> **Document excerpt**:
::::
Entry for June 09, 2006


Unlike most of my contemporaries in the highly-respected field of rock journalism, I lack a degree in English literature—or, for that matter, journalism itself.

But enough about me. Instead, I’d like to shine the spotlight on the anonymous rock critic who penned the bio for Van Morrison’s latest (and surprisingly dandy) album, The Healing Game. Read it, and you’ll learn that Vanno’s new track “Piper At The Gates Of Dawn” is “a reference to Pink Floyd’s debut album”!

Sheesh! After his “Rave On John Donne/Ummagumma” medley, you’d think that Irish crank would lay off the hip spacerock namedropping! Poseur!


SILVERCHAIR Freak Show (Epic) A fine successor to the flukeish-selling Frogstomp, Freak Show is a fully successful follow-up smash. Frighteningly sophisticated for 17-year-olds, fun-loving Silverchair here offer the final solution to the feeble systematic failings striking flimsily-skilled foreign songsters frequently since the formidable singing of our own Frank Sinatra. Ferocious stylings! Fantastic strumming! Fresh sounds! Frightening scenarios! For sure! Figuratively speaking! 4/5

AMON DUUL II The Best Of 1969-1974 (Purple Pyramid/Cleopatra) For all the talk about the so-called krautrock revival, it’s surprising it’s taken this long for an American label to wise up and reissue music by the German band that nearly founded the genre. Superbly cherry-picking the best of the group’s United Artists catalog—four albums of which, incidentally, were released domestically—the increasingly-groovier Cleopatra has constructed an essential album that, predictably, sounds like it might’ve been recorded yesterday. A mixture of early Pink Floyd, Jefferson Airplane, and a random lyric generator (song title: “Dehypnotized Toothpaste”), Amon Duul II were weirder than nearly everyone. They still are. 4.5/5

SUGAR PLANT After After Hours (World Domination Recordings) Given a choice between the idiotic lyrics of tweeps like Nearly Everybody and the stuff that this Japanese combo spews—e.g. “you don’t know how much cold my limb is”—I’ll take the sushi every time. Moody space drones, Galaxie 500 comparisons, past hipster indie U.S. releases; according to the new edition of Alternative Rock Digest, this is the goods, baby, so dig it while you can! 4.5/5

THE MANDRAKE MEMORIAL The Mandrake Memorial 4/5 Medium 3/5 Puzzle 5/5 (all Collectables) Unbelievably reissued by the Collectables label, this very fab Philly-based combo released three excellent albums in 1968-69—the third of which bears an M.C. Escher cover (Mott The Hoople beware!) and contains some of the most moodily psychedelic music ever recorded. Puzzle is its name—and your jaw will drop when you hear it. AOL fans note: guitarist in said combo is one Craig Anderton. Incredibly great. (Collectable Records, Box 35, Narberth, PA 19072)
::::
> **Task description**: What does the rock review column say from "THE MANDRAKE MEMORIAL The" up to and including "Narberth, PA 19072)"? Output that passage word for word. The data that follows comes from a different source than the text above.
::::
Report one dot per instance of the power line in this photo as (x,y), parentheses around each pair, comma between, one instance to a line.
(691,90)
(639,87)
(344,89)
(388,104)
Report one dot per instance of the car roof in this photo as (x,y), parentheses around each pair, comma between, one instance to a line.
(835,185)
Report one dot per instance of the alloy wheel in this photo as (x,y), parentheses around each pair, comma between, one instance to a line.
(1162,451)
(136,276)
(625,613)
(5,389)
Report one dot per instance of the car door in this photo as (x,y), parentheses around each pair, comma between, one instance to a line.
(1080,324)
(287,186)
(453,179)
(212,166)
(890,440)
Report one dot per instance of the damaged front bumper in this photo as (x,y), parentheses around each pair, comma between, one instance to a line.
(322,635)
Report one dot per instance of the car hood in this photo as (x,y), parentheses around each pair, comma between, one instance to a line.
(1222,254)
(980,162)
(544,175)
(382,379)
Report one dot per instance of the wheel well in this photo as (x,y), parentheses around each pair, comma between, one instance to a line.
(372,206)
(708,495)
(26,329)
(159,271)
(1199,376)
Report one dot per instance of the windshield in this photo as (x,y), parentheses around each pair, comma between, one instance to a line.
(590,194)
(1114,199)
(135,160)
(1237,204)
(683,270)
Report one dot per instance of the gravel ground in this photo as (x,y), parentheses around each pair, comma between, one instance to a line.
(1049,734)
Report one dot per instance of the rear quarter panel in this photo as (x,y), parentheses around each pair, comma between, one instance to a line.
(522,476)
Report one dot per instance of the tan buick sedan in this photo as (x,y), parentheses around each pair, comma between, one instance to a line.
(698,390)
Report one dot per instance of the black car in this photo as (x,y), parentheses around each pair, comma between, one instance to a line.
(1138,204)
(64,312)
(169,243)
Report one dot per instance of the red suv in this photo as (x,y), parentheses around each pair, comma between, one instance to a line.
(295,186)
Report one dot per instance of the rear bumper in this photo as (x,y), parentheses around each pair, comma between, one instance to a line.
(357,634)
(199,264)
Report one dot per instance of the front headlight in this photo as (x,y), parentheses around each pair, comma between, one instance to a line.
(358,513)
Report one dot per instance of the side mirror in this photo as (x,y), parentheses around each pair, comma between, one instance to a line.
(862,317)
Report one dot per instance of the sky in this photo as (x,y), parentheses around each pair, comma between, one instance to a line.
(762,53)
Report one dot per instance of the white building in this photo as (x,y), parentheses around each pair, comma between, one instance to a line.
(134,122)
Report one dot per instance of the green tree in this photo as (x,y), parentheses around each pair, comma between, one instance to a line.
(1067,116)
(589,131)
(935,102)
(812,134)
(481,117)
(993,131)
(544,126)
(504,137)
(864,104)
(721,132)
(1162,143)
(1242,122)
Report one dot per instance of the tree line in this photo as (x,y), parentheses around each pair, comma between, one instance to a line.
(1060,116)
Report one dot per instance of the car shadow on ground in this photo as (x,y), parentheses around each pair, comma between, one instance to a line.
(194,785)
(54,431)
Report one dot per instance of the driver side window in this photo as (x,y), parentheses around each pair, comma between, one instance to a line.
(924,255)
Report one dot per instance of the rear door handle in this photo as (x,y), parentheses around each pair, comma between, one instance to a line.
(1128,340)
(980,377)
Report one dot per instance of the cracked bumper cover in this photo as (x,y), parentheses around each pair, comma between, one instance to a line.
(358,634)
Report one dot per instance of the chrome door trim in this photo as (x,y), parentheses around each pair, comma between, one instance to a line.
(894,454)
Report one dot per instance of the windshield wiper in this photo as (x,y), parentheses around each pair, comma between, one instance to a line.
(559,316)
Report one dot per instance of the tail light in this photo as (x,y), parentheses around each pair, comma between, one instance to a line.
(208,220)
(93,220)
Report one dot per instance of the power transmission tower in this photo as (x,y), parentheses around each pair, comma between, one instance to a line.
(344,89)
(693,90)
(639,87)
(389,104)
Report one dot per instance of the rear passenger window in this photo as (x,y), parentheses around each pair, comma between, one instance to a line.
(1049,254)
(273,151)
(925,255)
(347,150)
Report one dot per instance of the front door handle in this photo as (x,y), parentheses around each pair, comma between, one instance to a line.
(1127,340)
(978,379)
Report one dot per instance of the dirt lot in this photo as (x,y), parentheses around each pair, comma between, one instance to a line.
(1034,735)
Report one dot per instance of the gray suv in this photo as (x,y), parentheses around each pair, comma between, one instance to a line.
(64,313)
::::
> **Response to this task**:
THE MANDRAKE MEMORIAL The Mandrake Memorial 4/5 Medium 3/5 Puzzle 5/5 (all Collectables) Unbelievably reissued by the Collectables label, this very fab Philly-based combo released three excellent albums in 1968-69—the third of which bears an M.C. Escher cover (Mott The Hoople beware!) and contains some of the most moodily psychedelic music ever recorded. Puzzle is its name—and your jaw will drop when you hear it. AOL fans note: guitarist in said combo is one Craig Anderton. Incredibly great. (Collectable Records, Box 35, Narberth, PA 19072)